* START Passage to read *

Database#

The default behaviour of model-fitting results output is to be written to hard-disk in folders. These are simple to navigate and manually check.

For small model-fitting tasks this is sufficient, however it does not scale well when performing many model fits to large datasets, because manual inspection of results becomes time consuming.

All results can therefore be output to an sqlite3 (https://docs.python.org/3/library/sqlite3.html) relational database, meaning that results can be loaded into a Jupyter notebook or Python script for inspection, analysis and interpretation. This database supports advanced querying, so that specific model-fits (e.g., which fit a certain model or dataset) can be loaded.

This cookbook provides a concise reference to the database API.

Contents:

Ann overview of database functionality is given in the following sections:

  • Unique Identifiers: How unique identifiers are used to ensure every entry of the database is unique.

  • Info: Passing an info dictionary to the search to include information on the model-fit that is not part of the model-fit itself, which can be loaded via the database.

  • Building Database via Directory: Build a database from results already written to hard-disk in an output folder.

  • Writing Directly To Database: Set up a database session so results are written directly to the .sqlite database.

  • Files: The files that are stored in the database that can be loaded and inspected.

  • Generators: Why the database uses Python generators to load results.

The results that can be loaded via the database are described in the following sections:

  • Model: The model fitted by the non-linear search.

  • Search: The search used to perform the model-fit.

  • Samples: The samples of the non-linear search (e.g. all parameter values, log likelihoods, etc.).

  • Samples Summary: A summary of the samples of the non-linear search (e.g. the maximum log likelihood model) which can be faster to load than the full set of samples.

  • Info: The info dictionary passed to the search.

  • Custom Output: Extend Analysis classes to output additional information which can be loaded via the database (e.g. the data, maximum likelihood model data, etc.).

Using queries to load specific results is described in the following sections:

  • Querying Datasets: Query based on the name of the dataset.

  • Querying Searches: Query based on the name of the search.

  • Querying Models: Query based on the model that is fitted.

* END Passage to read *

What is required: Reproduce word for word everything in the database page above, from "All results can" down to "the database API.".

* START Data entries *

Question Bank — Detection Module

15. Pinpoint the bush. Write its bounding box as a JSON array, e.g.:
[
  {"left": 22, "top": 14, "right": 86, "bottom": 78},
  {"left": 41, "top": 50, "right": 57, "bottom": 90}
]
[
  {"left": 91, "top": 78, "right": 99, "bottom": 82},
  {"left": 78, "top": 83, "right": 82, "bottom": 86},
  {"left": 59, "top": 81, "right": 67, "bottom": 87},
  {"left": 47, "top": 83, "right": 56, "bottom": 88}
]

* END Data entries *

Worked solution:
All results can therefore be output to an sqlite3 (https://docs.python.org/3/library/sqlite3.html) relational database, meaning that results can be loaded into a Jupyter notebook or Python script for inspection, analysis and interpretation. This database supports advanced querying, so that specific model-fits (e.g., which fit a certain model or dataset) can be loaded.

This cookbook provides a concise reference to the database API.